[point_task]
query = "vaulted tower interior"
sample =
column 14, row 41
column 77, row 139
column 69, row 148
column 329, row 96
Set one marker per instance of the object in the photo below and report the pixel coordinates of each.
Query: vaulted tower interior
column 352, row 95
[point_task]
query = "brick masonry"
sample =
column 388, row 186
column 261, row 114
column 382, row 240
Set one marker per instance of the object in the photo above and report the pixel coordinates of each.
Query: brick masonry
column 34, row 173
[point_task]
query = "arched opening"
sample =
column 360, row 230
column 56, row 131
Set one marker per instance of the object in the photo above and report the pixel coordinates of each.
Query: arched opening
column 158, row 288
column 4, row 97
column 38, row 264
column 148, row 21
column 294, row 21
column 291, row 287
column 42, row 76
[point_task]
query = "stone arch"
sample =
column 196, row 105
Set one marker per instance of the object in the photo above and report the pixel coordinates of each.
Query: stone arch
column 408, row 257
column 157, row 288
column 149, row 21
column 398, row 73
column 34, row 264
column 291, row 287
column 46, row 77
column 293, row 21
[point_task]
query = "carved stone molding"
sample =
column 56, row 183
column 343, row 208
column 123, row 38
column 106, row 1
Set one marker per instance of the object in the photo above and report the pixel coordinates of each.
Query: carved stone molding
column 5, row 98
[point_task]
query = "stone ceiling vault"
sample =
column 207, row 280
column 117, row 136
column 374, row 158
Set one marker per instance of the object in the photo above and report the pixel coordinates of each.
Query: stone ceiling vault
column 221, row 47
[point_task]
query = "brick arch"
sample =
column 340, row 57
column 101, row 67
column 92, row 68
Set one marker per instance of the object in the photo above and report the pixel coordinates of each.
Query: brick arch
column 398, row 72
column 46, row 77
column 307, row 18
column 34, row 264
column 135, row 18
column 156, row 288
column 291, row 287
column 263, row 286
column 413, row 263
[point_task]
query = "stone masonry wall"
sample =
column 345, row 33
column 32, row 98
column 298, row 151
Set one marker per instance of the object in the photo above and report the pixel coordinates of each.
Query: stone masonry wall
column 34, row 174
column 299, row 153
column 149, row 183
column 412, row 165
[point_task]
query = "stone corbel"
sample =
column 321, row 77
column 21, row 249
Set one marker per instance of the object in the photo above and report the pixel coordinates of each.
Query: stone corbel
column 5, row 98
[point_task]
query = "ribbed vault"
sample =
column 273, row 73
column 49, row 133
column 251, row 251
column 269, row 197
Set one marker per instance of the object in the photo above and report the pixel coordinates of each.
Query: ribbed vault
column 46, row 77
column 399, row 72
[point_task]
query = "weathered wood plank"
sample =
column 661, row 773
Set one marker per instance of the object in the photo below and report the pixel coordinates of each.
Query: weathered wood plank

━━━━━━

Repeat every one of the rows above word for word.

[point_task]
query = "vaulted tower interior"
sample =
column 14, row 41
column 77, row 139
column 69, row 148
column 329, row 96
Set one marker per instance of the object in the photo below and report the pixel coordinates of each.
Query: vaulted tower interior
column 352, row 95
[point_task]
query = "brick masonry"
sample =
column 388, row 186
column 261, row 114
column 382, row 240
Set one marker per instance of the object in the photo above and report the pixel coordinates of each.
Query: brick masonry
column 34, row 173
[point_task]
query = "arched opening"
sample =
column 360, row 230
column 56, row 131
Set one marker per instance of the object in the photo above and report the pixel coordinates of each.
Query: arched opening
column 158, row 288
column 4, row 97
column 38, row 264
column 148, row 21
column 294, row 21
column 291, row 287
column 42, row 76
[point_task]
query = "stone arch"
sample =
column 196, row 105
Set one marker per instance of the object in the photo above and report the pixel coordinates of each.
Query: stone arch
column 408, row 257
column 157, row 288
column 149, row 21
column 398, row 73
column 34, row 264
column 291, row 287
column 46, row 77
column 293, row 21
[point_task]
query = "carved stone molding"
sample =
column 56, row 183
column 343, row 208
column 123, row 38
column 106, row 1
Set one marker per instance of the object in the photo above and report the pixel coordinates of each.
Query: carved stone molding
column 5, row 98
[point_task]
query = "stone ceiling vault"
sample =
column 207, row 280
column 117, row 136
column 374, row 158
Set one marker per instance of the object in the photo above and report the pixel coordinates of each.
Query: stone ceiling vault
column 221, row 47
[point_task]
query = "brick arch"
sample =
column 340, row 57
column 101, row 67
column 92, row 68
Set one marker per instance of the object in the photo above and report the pixel coordinates of each.
Query: brick arch
column 398, row 72
column 46, row 77
column 307, row 18
column 34, row 264
column 135, row 18
column 156, row 288
column 291, row 287
column 263, row 286
column 413, row 263
[point_task]
query = "stone masonry wall"
sample =
column 345, row 33
column 32, row 98
column 298, row 151
Set one marker per instance of the object in the photo above and report the pixel coordinates of each.
Query: stone masonry wall
column 34, row 174
column 299, row 153
column 149, row 183
column 412, row 165
[point_task]
query = "stone corbel"
sample =
column 321, row 77
column 21, row 249
Set one marker per instance of the object in the photo above and report the pixel coordinates of each.
Query: stone corbel
column 5, row 98
[point_task]
query = "ribbed vault"
sample =
column 273, row 73
column 49, row 133
column 251, row 251
column 269, row 197
Set one marker per instance of the object in the photo above and report the pixel coordinates of each.
Query: ribbed vault
column 46, row 77
column 399, row 72
[point_task]
query = "weathered wood plank"
sample =
column 661, row 773
Set one marker per instance of the object in the photo below and report the pixel coordinates of each.
Query: weathered wood plank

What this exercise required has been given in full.